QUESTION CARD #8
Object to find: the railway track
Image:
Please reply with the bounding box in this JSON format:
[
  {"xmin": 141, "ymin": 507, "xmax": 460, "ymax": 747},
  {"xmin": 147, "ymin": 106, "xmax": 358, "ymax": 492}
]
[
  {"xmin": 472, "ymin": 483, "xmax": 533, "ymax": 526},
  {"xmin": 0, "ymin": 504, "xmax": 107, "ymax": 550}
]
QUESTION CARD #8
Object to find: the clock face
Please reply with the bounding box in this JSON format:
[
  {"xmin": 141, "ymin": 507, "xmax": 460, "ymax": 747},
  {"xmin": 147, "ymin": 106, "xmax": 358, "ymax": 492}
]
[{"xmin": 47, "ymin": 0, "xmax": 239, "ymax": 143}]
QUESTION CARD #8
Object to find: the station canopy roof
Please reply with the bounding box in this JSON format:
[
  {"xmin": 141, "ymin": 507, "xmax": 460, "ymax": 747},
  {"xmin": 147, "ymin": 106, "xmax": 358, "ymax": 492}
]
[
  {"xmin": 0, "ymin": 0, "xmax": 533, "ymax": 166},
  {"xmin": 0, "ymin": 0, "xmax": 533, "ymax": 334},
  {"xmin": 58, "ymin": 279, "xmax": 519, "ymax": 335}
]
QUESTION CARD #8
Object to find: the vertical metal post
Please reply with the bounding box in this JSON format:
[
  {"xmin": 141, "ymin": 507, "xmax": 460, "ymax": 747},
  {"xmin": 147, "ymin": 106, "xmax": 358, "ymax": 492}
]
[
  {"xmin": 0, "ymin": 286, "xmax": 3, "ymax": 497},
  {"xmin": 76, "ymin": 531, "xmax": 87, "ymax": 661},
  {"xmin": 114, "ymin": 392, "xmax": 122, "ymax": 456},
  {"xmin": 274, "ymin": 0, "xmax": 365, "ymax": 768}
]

——————

Pick out each line of the material above that contains the word "Object". Capitalization must match.

§ Solution for this exercise
Object to find: the railway track
Object to find: the clock face
Object to find: the station canopy roof
Object to find: the vertical metal post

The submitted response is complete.